Patchwork [v3,3/3] ucc_geth: Fix hangs after switching from full to half duplex

login
register
mail settings
Submitter Anton Vorontsov
Date Sept. 10, 2009, 9:48 p.m.
Message ID <20090910214812.GA30564@oksana.dev.rtsoft.ru>
Download mbox | patch
Permalink /patch/33386/
State Accepted
Headers show

Comments

Anton Vorontsov - Sept. 10, 2009, 9:48 p.m.
MPC8360 QE UCC ethernet controllers hang when changing link duplex
under a load (a bit of NFS activity is enough).

  PHY: mdio@e0102120:00 - Link is Up - 1000/Full
  sh-3.00# ethtool -s eth0 speed 100 duplex half autoneg off
  PHY: mdio@e0102120:00 - Link is Down
  PHY: mdio@e0102120:00 - Link is Up - 100/Half
  NETDEV WATCHDOG: eth0 (ucc_geth): transmit queue 0 timed out
  ------------[ cut here ]------------
  Badness at c01fcbd0 [verbose debug info unavailable]
  NIP: c01fcbd0 LR: c01fcbd0 CTR: c0194e44
  ...

The cure is to disable the controller before changing speed/duplex
and enable it afterwards.

Though, disabling the controller might take quite a while, so we
better not grab any spinlocks in adjust_link(). Instead, we quiesce
the driver's activity, and only then disable the controller.

### DIRECTIONS FOR THIS TASK:
According to the patch page above, what is the cure for the hangs?

### DATA SECTION:

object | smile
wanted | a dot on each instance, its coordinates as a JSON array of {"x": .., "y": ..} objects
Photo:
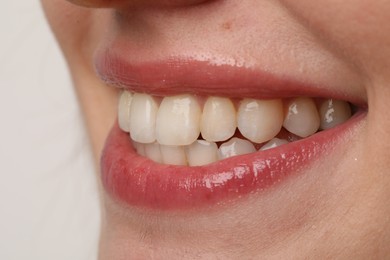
[
  {"x": 195, "y": 131},
  {"x": 186, "y": 140}
]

### ANSWER:
Disable the controller before changing speed/duplex and enable it afterwards.